◆ JOB ◆
Find each line in the records that contains the word "water", and copy those lines.

(Rows of box annotation data)
:::::
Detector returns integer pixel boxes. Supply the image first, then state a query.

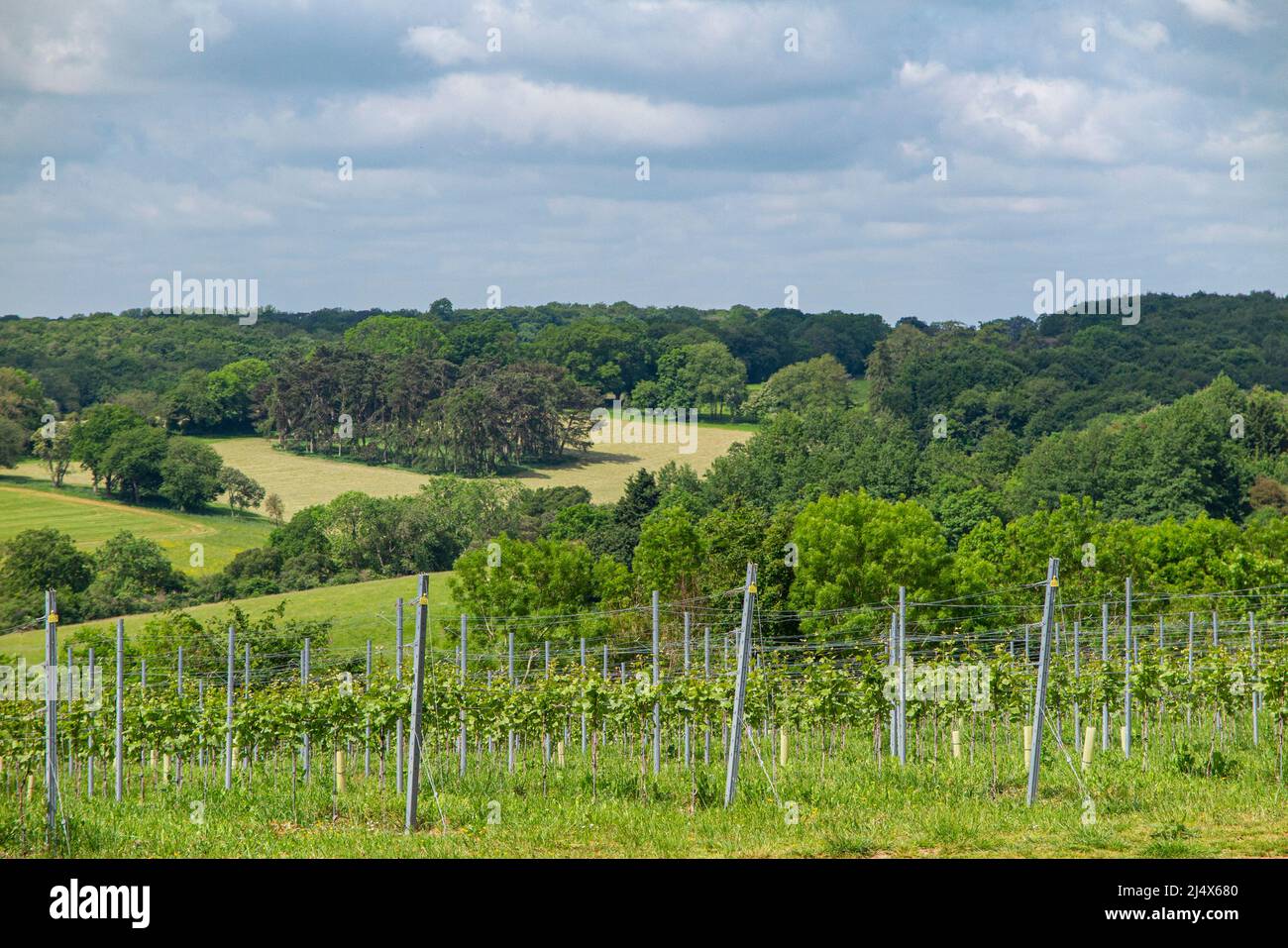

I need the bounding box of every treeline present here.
[263,348,599,474]
[867,292,1288,443]
[0,377,1288,638]
[0,299,889,417]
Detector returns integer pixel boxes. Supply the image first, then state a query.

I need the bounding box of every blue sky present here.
[0,0,1288,322]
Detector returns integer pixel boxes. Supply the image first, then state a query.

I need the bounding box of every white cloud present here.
[1105,17,1168,53]
[899,61,1185,162]
[1180,0,1259,34]
[402,26,484,65]
[299,72,721,150]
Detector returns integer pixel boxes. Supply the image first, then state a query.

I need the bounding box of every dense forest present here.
[0,293,1288,644]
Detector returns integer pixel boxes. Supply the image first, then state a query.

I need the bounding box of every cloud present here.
[1105,16,1169,53]
[1180,0,1261,34]
[0,0,1288,319]
[402,26,484,65]
[899,61,1184,162]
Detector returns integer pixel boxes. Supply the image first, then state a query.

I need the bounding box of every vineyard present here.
[0,561,1288,854]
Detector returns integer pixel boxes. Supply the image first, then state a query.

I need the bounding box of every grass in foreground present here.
[0,722,1288,858]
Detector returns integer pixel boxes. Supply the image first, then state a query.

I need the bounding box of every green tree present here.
[160,437,223,510]
[631,503,705,600]
[0,527,94,595]
[219,465,265,515]
[102,425,167,503]
[71,404,146,493]
[748,355,854,416]
[791,490,949,634]
[0,417,27,468]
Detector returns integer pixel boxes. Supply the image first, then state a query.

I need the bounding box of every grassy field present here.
[0,463,271,574]
[0,572,456,662]
[0,734,1288,858]
[210,424,754,516]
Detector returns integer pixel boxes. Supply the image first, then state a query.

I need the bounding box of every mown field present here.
[0,572,456,662]
[0,461,271,574]
[0,737,1288,858]
[209,424,751,516]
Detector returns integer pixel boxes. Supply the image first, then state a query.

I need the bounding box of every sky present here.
[0,0,1288,323]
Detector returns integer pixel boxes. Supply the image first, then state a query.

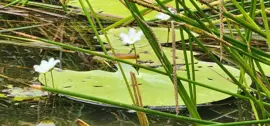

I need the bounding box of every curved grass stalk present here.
[0,34,270,106]
[179,26,196,104]
[104,0,172,31]
[31,85,217,124]
[125,0,200,119]
[79,0,108,55]
[184,27,270,113]
[260,0,270,48]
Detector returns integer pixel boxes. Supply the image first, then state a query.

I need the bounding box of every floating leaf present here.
[39,62,251,106]
[0,87,48,101]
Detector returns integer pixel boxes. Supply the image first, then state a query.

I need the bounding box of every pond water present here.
[0,45,254,126]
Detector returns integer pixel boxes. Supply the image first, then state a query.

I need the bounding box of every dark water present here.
:::::
◆ EXPECTED ANSWER ◆
I need the bounding box of every pond water present here.
I need the bounding box of every dark water present here.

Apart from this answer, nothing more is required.